• **TASKS FOR THIS EXERCISE**:
1. Reproduce the AtlasGPT abstract word for word from "Methods: A literature" to "residents and attendings.".
2. Answer these questions about the AtlasGPT abstract:
(a) On what scale was the accuracy of responses judged?
(b) How many questions in total were chosen from the existing literature?
(c) Which question category had AtlasGPT's best readability and grade level?
[[ EXTRACT TO READ, beginning ]]
Medical Student Charles E. Schmidt College of Medicine, Florida Atlantic University
Introduction: Since its launch in early 2024 through a Journal of Neurosurgery editorial and appearance at the American Association of Neurological Surgeons (AANS) annual conference, AtlasGPT has attracted attention in neurosurgery. While the AtlasGPT has many features, the most impactful may be as an educational tool for patients. This study aims to evaluate AtlasGPT’s viable resource for education patients against existing AANS patient educational resources.
Methods: A literature review was conducted to find the most common questions patients asked during a neurosurgical referral. To assess for AtlasGPT strengths, questions were divided into three categories: cranial, spine, and general neurosurgery. AtlasGPT was presented with these questions and responses were evaluated for accuracy, readability, grade level, and understandability. Accuracy was judged from 1, least accurate, to 5, most accurate. Flesch-Kincaid Grade Level was used (1-100), readability scoring (1-18 scale), understability (PEMAT, 1-100). As a control, scores were calculated for AANS education articles, assigned blindly by residents and attendings.
Results: A total of 60 questions were chosen from existing literature based on previous AANS educational research: 20 spine, 20 cranial, and 20 general neurosurgery. Mean accuracy, readability, grade level, understandability, and scores for AtlasGPT responses was 5.0, 52.88 ±14.04, 10.35 ± 2.59, and 7.9 ± 0.9, respectively. AtlasGPT compared to AANS educational literature demonstrated significantly improved readability (52.88±14.04 vs 39.95±7.83, p < 0.001) and grade level (10.35±2.59 vs 12.26±1.33, p< 0.001). AtlasGPT responses to spine and cranial questions had significantly improved readability and grade level (p < 0.009) compared to AANS patient educational materials. Out of the three question categories, AtlasGPT’s responses to general neurosurgery questions had the best readability (57.41±13.29) and grade level (9.56±2.37).
[[ EXTRACT TO READ, end ]]
[[ EXCERPTED DATA, beginning ]]
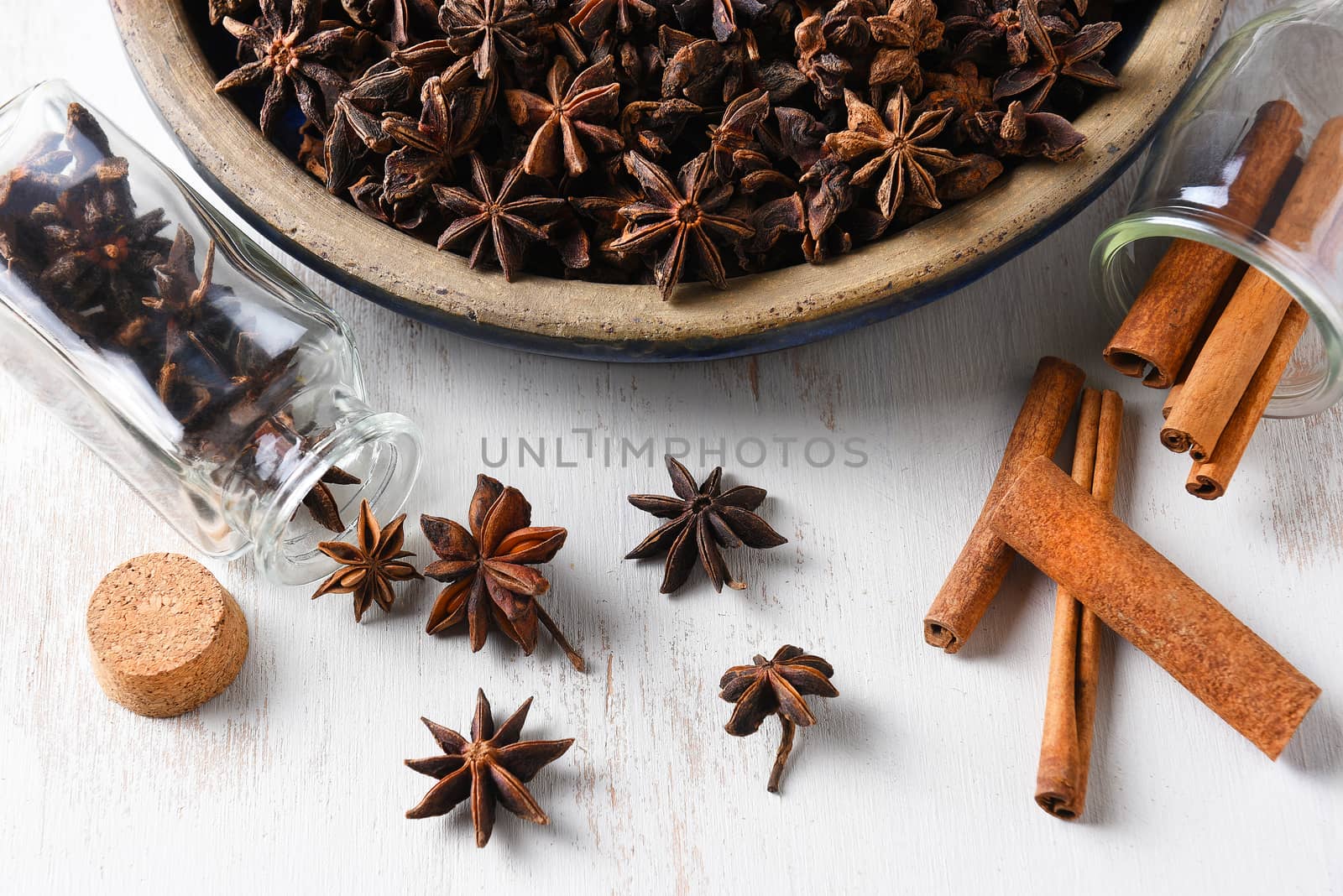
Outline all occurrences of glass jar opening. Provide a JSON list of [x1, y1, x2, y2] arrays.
[[248, 413, 421, 585]]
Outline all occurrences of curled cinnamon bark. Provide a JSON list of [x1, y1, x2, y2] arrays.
[[924, 357, 1084, 654], [1162, 117, 1343, 460], [987, 457, 1320, 759], [1036, 389, 1124, 820], [1105, 99, 1301, 389], [1184, 302, 1311, 500]]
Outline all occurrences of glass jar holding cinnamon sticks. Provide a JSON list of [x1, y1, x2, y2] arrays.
[[1090, 0, 1343, 497]]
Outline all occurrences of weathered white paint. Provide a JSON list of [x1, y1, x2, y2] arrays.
[[0, 0, 1343, 893]]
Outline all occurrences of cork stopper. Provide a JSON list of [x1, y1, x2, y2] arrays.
[[87, 554, 247, 717]]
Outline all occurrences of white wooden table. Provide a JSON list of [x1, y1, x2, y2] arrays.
[[0, 0, 1343, 893]]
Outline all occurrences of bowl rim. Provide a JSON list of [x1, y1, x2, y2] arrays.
[[110, 0, 1226, 361]]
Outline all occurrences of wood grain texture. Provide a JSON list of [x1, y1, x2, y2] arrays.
[[0, 0, 1343, 896]]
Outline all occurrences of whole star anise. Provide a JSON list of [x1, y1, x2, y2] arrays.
[[719, 643, 839, 793], [215, 0, 358, 137], [294, 466, 364, 533], [438, 0, 540, 81], [994, 0, 1123, 112], [609, 152, 755, 300], [405, 690, 573, 847], [826, 87, 960, 219], [313, 500, 425, 623], [421, 473, 584, 672], [504, 56, 624, 177], [434, 153, 564, 282], [624, 455, 788, 594]]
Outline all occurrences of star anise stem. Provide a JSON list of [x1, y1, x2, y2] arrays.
[[766, 717, 797, 793], [536, 603, 587, 672]]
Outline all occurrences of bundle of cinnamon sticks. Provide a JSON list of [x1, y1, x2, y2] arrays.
[[924, 358, 1320, 820], [1105, 99, 1343, 500]]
[[ EXCERPTED DATA, end ]]
• **REPLIES**:
1.
Methods: A literature review was conducted to find the most common questions patients asked during a neurosurgical referral. To assess for AtlasGPT strengths, questions were divided into three categories: cranial, spine, and general neurosurgery. AtlasGPT was presented with these questions and responses were evaluated for accuracy, readability, grade level, and understandability. Accuracy was judged from 1, least accurate, to 5, most accurate. Flesch-Kincaid Grade Level was used (1-100), readability scoring (1-18 scale), understability (PEMAT, 1-100). As a control, scores were calculated for AANS education articles, assigned blindly by residents and attendings.

2.
(a) From 1, least accurate, to 5, most accurate.
(b) 60 questions.
(c) General neurosurgery.